---- Extracted text

From today's UK papers

October 9, 2001

Today's main story

The 100th Nobel prize for medicine has been awarded to Sir Paul Nurse, the director general of the Imperial Cancer Research Fund, his British colleague Dr Timothy Hunt, the head of the Cell Cycle Control Laboratory at ICRF, and American scientist Dr Leland Hartwell, director of the Fred Hutchinson Cancer Research Centre in Seattle. (All papers)

Independent

The Conservative Party will call a halt to its attacks on Britain's teachers today as part of its campaign to regain the voters' trust on public services.

Letters to be auctioned at Sotheby's have revealed that Thomas Hardy abandoned his career as a novelist because he was hurt by harsh reviews of his 1895 book Jude the Obscure .

--------
---- Dataset

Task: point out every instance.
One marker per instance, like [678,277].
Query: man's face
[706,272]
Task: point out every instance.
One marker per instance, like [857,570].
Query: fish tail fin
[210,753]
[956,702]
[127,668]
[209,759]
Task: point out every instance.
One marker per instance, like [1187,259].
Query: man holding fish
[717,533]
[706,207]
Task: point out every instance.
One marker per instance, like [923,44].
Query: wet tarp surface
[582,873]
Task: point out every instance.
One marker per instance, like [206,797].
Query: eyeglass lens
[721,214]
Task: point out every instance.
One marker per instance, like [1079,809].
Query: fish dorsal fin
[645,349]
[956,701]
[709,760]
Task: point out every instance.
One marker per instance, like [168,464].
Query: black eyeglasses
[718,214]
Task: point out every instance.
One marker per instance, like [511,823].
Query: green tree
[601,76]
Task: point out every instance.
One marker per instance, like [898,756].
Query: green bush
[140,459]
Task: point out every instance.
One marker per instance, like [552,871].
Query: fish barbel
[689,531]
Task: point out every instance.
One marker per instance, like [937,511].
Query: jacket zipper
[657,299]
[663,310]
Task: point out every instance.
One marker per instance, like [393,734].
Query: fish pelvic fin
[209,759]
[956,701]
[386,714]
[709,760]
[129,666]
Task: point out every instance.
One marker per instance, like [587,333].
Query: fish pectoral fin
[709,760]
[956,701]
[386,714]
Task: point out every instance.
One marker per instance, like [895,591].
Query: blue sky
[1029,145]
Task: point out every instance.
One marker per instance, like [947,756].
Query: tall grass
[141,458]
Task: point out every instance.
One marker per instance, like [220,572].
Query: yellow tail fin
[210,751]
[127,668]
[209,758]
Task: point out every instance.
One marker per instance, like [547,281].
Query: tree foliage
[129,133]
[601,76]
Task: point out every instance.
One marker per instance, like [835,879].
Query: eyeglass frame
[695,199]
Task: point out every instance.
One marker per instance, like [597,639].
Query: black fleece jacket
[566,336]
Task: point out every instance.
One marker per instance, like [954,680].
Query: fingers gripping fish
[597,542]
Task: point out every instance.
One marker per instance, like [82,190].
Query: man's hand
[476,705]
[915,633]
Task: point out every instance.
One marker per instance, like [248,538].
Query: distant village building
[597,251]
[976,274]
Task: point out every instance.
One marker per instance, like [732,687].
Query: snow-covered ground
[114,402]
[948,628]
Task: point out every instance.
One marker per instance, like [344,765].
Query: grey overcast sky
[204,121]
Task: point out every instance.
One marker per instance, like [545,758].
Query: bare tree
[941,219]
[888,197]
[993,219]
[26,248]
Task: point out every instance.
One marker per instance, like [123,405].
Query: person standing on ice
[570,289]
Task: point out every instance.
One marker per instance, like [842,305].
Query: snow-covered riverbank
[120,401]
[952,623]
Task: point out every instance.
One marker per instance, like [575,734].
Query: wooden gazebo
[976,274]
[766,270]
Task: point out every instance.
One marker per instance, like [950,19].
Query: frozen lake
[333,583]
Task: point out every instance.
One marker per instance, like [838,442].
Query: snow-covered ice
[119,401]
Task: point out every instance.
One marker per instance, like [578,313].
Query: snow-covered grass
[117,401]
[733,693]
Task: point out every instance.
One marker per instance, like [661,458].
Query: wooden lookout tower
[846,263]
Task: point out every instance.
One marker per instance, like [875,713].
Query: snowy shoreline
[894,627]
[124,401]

--------

● **Your tasks**
1) Put this sentence from the newspaper roundup into Spanish: "The Conservative Party will call a halt to its attacks on Britain's teachers today as part of its campaign to regain the voters' trust on public services."
2) Name every person the newspaper roundup says received the 100th Nobel prize for medicine.
3) Resume the newspaper roundup, picking up right after its last sentence about Thomas Hardy.
The material above comes from a different source than the newspaper roundup.

● **Answers by task**
1) El Partido Conservador pondrá fin hoy a sus ataques contra los docentes de Gran Bretaña como parte de su campaña para recuperar la confianza de los votantes en los servicios públicos.

2) Sir Paul Nurse, Dr Timothy Hunt, Dr Leland Hartwell

3)
Guardian

The Conservatives will today signal a significant shift in education policy with a cast iron pledge to stop blaming teachers for lack of classroom discipline and poor learning.

The Brazilian rainforest is about to get a long-awaited aerial monitoring system to help protect it against illegal exploitation. The $1.3 billion (£900m) Amazon surveillance system (Sivam), monitoring meteorological data and aerial activity, will be up and running in the next few months.

Harefield hospital on the western outskirts of London, known for pioneering heart surgery, is to be closed to make way for a science park.